### EXERCISE REQUIREMENTS
The result should be every line in the data below that carries the string "door".

### EXERCISE DATA
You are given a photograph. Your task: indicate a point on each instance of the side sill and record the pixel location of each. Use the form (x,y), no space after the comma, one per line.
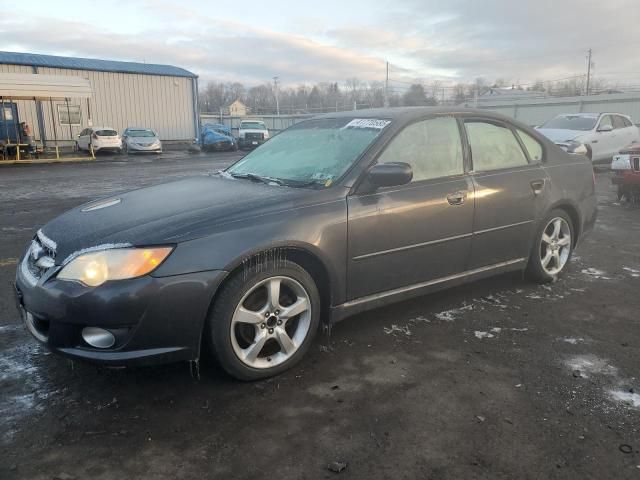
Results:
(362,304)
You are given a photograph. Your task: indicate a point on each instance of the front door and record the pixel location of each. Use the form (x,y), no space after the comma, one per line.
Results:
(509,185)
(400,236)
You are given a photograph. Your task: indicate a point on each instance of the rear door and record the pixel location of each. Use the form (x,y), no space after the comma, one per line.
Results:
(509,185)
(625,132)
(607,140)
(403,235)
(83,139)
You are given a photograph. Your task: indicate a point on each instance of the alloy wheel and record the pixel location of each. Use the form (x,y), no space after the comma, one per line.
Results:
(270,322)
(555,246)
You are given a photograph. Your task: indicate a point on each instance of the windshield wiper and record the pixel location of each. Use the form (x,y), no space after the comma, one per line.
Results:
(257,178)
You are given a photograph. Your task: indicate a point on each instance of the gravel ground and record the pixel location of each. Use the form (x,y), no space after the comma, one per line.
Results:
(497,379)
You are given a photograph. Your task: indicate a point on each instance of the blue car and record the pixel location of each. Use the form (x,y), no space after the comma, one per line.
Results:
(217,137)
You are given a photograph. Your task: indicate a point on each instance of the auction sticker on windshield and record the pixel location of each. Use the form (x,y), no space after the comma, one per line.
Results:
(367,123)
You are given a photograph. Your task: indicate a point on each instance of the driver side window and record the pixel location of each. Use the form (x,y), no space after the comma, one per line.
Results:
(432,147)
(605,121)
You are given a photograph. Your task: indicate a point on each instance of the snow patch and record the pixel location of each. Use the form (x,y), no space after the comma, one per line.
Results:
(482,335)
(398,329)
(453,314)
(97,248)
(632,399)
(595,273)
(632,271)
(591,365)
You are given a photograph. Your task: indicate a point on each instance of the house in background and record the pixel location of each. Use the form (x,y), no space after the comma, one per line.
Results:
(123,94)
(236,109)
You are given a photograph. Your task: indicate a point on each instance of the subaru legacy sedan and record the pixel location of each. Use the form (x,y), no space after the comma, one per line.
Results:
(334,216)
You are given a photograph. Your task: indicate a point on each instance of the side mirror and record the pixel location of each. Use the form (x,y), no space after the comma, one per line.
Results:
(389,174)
--
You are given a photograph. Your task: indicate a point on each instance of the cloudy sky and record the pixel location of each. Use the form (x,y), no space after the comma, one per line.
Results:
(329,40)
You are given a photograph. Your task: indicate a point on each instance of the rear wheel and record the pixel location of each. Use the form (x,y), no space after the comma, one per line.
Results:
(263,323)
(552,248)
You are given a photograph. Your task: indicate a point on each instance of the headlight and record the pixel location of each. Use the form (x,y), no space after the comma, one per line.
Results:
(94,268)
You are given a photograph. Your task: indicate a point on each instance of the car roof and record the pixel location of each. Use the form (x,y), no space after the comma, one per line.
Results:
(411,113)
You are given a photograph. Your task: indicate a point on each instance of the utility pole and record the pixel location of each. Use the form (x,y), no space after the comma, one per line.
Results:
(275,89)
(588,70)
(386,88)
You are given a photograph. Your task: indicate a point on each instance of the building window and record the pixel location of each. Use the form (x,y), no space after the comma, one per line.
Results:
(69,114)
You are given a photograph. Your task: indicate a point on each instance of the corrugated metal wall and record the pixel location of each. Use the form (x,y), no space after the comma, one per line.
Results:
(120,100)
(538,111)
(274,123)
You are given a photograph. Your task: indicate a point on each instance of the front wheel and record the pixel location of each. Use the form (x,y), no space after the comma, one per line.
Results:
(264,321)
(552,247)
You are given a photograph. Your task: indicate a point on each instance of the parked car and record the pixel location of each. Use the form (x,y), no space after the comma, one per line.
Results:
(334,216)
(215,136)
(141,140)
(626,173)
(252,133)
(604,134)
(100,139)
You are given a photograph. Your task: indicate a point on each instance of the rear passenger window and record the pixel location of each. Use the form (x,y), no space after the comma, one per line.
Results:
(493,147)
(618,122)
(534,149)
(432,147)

### EXERCISE OUTPUT
You are given a photograph. Your task: indicate a point on each instance of the front door and record the pixel location of each. Use the form (x,y), no space after the comma, one per line.
You are given a photograph. Your task: indicate a point on each instance of the rear door and record the pixel location of each. Use the form (x,y), no space after the comma, one per line.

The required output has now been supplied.